— Activity —
Nothing in the records may be left out or altered; reproduce them all exactly.

— Record excerpts —

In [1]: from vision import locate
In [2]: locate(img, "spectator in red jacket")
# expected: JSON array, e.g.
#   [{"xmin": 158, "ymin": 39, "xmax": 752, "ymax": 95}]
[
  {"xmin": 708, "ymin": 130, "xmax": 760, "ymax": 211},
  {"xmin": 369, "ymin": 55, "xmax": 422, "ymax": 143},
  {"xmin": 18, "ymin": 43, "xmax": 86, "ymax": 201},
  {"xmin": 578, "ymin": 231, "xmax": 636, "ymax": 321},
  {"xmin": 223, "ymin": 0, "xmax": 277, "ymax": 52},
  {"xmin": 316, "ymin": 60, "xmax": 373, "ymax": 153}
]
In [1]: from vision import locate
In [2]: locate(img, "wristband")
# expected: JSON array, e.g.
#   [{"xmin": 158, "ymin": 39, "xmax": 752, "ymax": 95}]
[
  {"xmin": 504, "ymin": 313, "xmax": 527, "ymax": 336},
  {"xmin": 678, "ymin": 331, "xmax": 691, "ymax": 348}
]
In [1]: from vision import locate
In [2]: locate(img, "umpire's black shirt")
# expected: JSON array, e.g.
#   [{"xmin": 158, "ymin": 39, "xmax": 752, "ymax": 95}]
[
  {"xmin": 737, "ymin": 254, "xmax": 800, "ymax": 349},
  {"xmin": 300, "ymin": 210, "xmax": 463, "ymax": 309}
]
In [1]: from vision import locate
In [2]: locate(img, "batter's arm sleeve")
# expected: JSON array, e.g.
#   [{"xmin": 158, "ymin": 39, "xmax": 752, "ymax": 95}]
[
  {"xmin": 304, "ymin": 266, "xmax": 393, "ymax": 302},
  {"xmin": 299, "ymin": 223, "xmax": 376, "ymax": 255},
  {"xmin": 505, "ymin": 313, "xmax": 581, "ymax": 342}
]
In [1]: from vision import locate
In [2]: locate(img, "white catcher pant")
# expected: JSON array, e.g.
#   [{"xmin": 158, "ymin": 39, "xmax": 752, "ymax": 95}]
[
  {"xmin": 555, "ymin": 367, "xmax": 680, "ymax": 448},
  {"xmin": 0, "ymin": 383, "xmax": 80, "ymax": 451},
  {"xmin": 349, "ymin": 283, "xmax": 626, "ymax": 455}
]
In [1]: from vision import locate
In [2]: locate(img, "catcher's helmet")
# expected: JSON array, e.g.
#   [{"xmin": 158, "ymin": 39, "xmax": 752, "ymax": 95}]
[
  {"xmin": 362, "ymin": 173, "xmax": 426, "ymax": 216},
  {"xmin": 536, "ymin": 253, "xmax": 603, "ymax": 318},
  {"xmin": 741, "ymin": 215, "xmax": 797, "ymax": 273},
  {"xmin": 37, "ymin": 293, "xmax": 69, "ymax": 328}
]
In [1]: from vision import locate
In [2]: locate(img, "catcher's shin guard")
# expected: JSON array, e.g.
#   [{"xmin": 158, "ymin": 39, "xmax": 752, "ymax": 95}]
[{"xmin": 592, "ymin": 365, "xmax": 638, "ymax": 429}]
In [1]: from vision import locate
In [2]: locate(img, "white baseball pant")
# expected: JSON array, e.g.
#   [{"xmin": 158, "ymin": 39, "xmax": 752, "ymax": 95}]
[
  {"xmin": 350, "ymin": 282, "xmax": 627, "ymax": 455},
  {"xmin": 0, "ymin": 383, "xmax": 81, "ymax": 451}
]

— Solved exercise —
In [1]: from vision import locate
In [2]: locate(img, "spectator in red jacket")
# expected: JSON array, e.g.
#   [{"xmin": 158, "ymin": 39, "xmax": 752, "ymax": 95}]
[
  {"xmin": 708, "ymin": 130, "xmax": 760, "ymax": 211},
  {"xmin": 369, "ymin": 55, "xmax": 422, "ymax": 143},
  {"xmin": 18, "ymin": 43, "xmax": 86, "ymax": 201},
  {"xmin": 578, "ymin": 231, "xmax": 636, "ymax": 321},
  {"xmin": 223, "ymin": 0, "xmax": 277, "ymax": 52},
  {"xmin": 316, "ymin": 60, "xmax": 373, "ymax": 153}
]
In [1]: from vision import locate
In [2]: locate(img, "wristband")
# expected: JSON array, e.g.
#   [{"xmin": 158, "ymin": 39, "xmax": 752, "ymax": 95}]
[
  {"xmin": 504, "ymin": 313, "xmax": 527, "ymax": 336},
  {"xmin": 678, "ymin": 331, "xmax": 691, "ymax": 348}
]
In [1]: from vision import locate
In [2]: locate(img, "umpire's black shirt")
# expected: JSON array, e.g.
#   [{"xmin": 158, "ymin": 39, "xmax": 752, "ymax": 95}]
[
  {"xmin": 737, "ymin": 254, "xmax": 800, "ymax": 349},
  {"xmin": 300, "ymin": 210, "xmax": 463, "ymax": 309}
]
In [1]: from vision import locate
In [2]: locate(img, "batter's arm sleeve")
# expected: JSON array, e.g.
#   [{"xmin": 158, "ymin": 39, "xmax": 752, "ymax": 95}]
[
  {"xmin": 304, "ymin": 266, "xmax": 393, "ymax": 302},
  {"xmin": 299, "ymin": 223, "xmax": 376, "ymax": 255},
  {"xmin": 505, "ymin": 313, "xmax": 581, "ymax": 342}
]
In [1]: from vision import locate
In [2]: locate(img, "white catcher pant")
# expected: JSON array, e.g.
#   [{"xmin": 158, "ymin": 39, "xmax": 752, "ymax": 95}]
[
  {"xmin": 555, "ymin": 367, "xmax": 680, "ymax": 448},
  {"xmin": 0, "ymin": 383, "xmax": 80, "ymax": 451},
  {"xmin": 349, "ymin": 283, "xmax": 626, "ymax": 455}
]
In [1]: from vision import locate
In [2]: locate(img, "catcher's helmet")
# expected: JSON array, e.g.
#   [{"xmin": 158, "ymin": 39, "xmax": 752, "ymax": 95}]
[
  {"xmin": 362, "ymin": 173, "xmax": 426, "ymax": 216},
  {"xmin": 536, "ymin": 253, "xmax": 603, "ymax": 318},
  {"xmin": 741, "ymin": 215, "xmax": 797, "ymax": 273},
  {"xmin": 37, "ymin": 293, "xmax": 69, "ymax": 328}
]
In [1]: from vision import locate
In [2]: locate(img, "catcher's shin guard")
# expected: JSON array, e.g.
#   [{"xmin": 158, "ymin": 39, "xmax": 752, "ymax": 95}]
[{"xmin": 592, "ymin": 365, "xmax": 638, "ymax": 429}]
In [1]: from vision import locate
In [2]: locate(img, "white baseball pant")
# expected: JSON array, e.g.
#   [{"xmin": 158, "ymin": 39, "xmax": 752, "ymax": 95}]
[
  {"xmin": 350, "ymin": 282, "xmax": 627, "ymax": 455},
  {"xmin": 0, "ymin": 383, "xmax": 81, "ymax": 451}
]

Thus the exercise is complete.